:: Work item ::
Carry on the forum thread about normal-sized men gaining weight, picking up from its last line.

:: Text ::
# FFAs, are you into seeing a normal sized man ballooning up?



## Yor (Jan 24, 2020)

So would you date a normal sized guy like me who willingly wants to become big and fat, and help fatten him up? Or do you want your SO to be fat to begin with?

And are there more men like me on this board?


----------



## AmyJo1976 (Jan 24, 2020)

I prefer my men to be fat to begin with, but I have witnessed a couple of normal sized men balloon over time and I have to say I enjoyed it!


----------



## alk27alk27 (Feb 6, 2020)

Yor said:


> So would you date a normal sized guy like me who willingly wants to become big and fat, and help fatten him up? Or do you want your SO to be fat to begin with?
> 
> And are there more men like me on this board?


I’m kinda into the idea of personally gaining but I think in this question I’d rather be the encourager and get a skinny girl chubby.


----------



## ReefCheif (Feb 17, 2020)

:: The data ::
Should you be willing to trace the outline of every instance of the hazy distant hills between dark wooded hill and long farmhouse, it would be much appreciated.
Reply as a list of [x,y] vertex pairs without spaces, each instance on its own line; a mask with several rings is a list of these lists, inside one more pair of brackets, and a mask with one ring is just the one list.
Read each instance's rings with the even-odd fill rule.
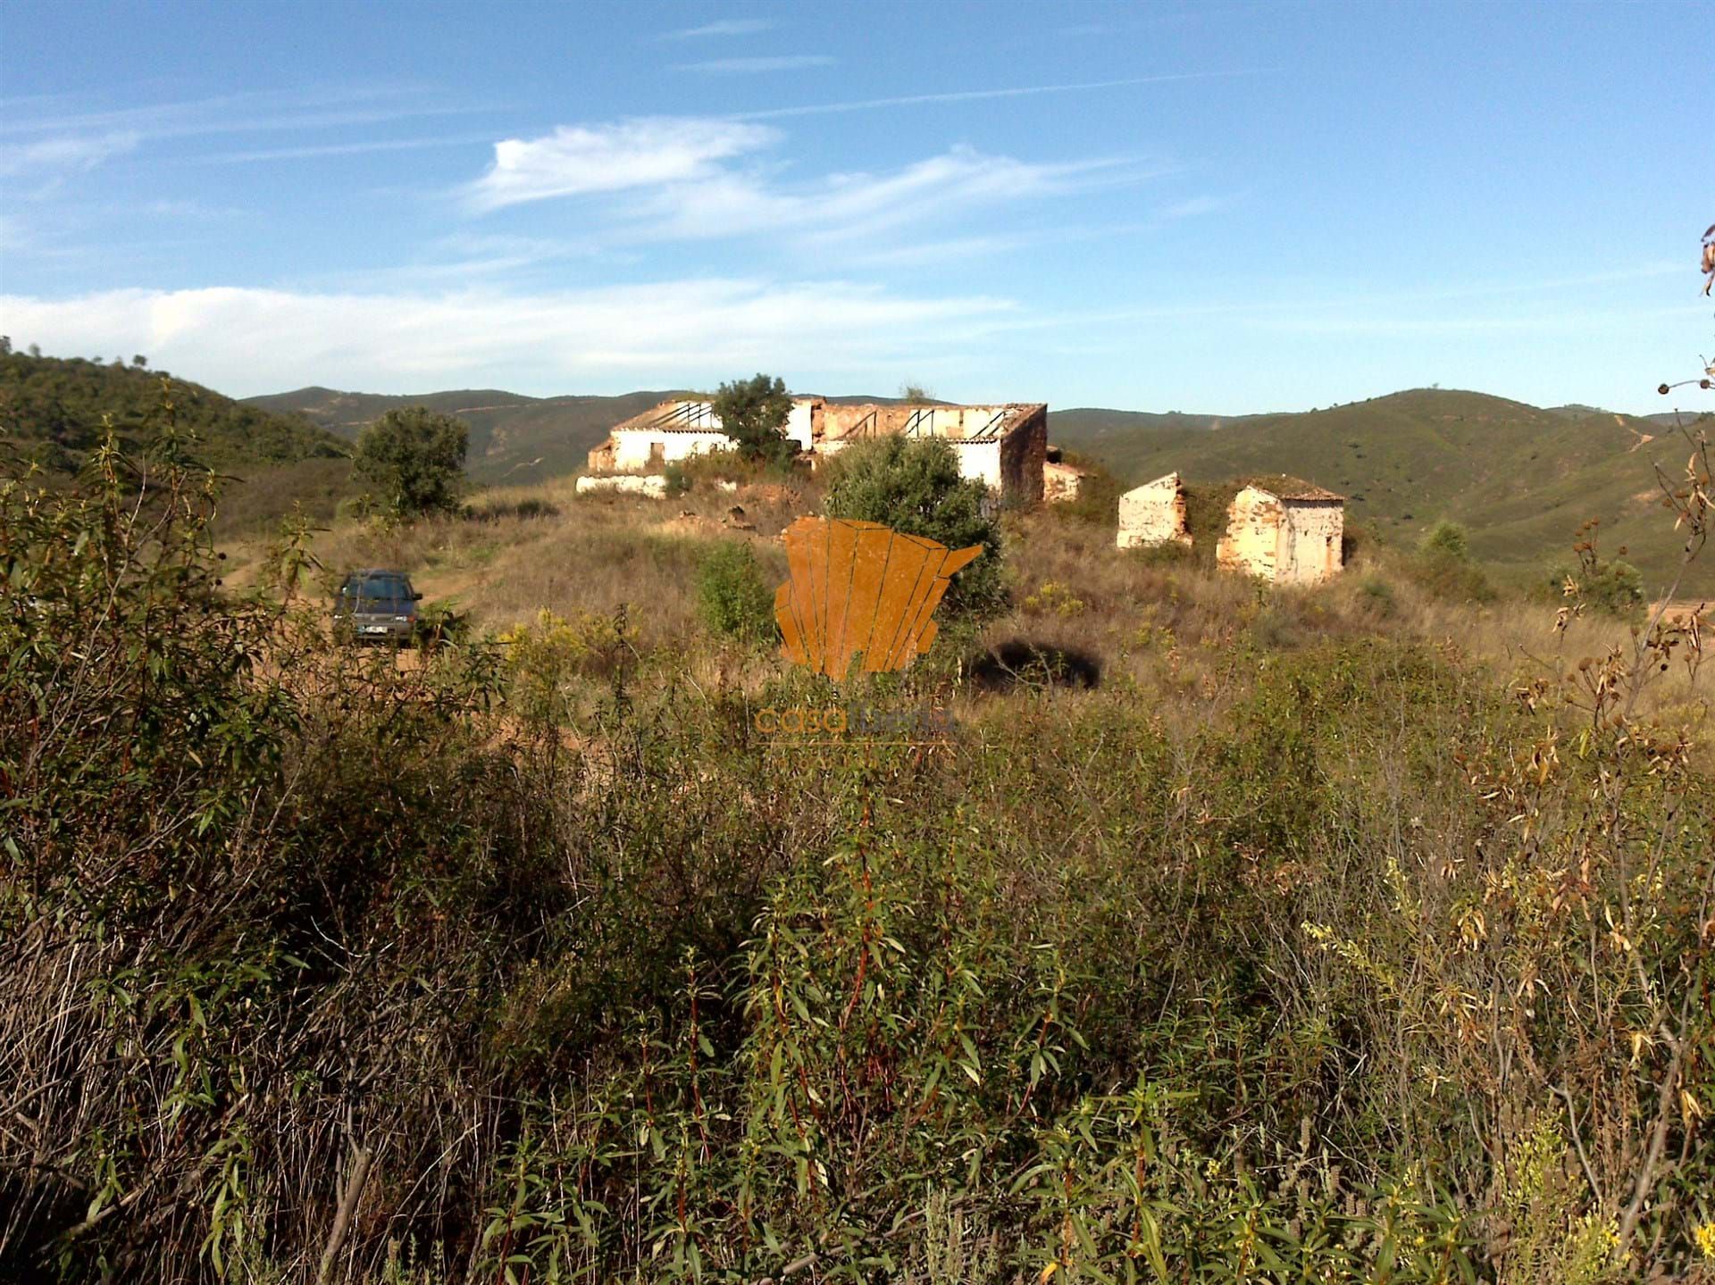
[[245,403],[295,415],[355,441],[365,424],[400,407],[429,407],[470,425],[465,470],[477,482],[539,482],[583,468],[585,456],[619,420],[631,419],[672,393],[619,396],[523,396],[494,388],[451,393],[341,393],[300,388],[252,396]]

:: Answer to the problem ::
I am a formerly skinny FA/Feeder. I love fattening up women and over the years I randomly have gained which I had mixed feelings about. However I realized about 6 months ago that I would like to gain purposefully after I gained about 50 pounds. So the last few months I’ve been stuffing my face every day and going to bed completely stuffed every night. I recently got over 200 pounds and I’d love some encouragement from a female feeder or FA. I want to get up to 250 by my birthday (May 19). As of today I’m 205


----------



## PiggiesLove (Feb 26, 2020)

I'd prefer a guy to be fat already. I don't mind an average sized guy gaining but it isn't usually what I go for. I just like guys with plenty of chub, BHMs or SSBHMs, both are good.


----------



## voluptuouslover (Nov 2, 2020)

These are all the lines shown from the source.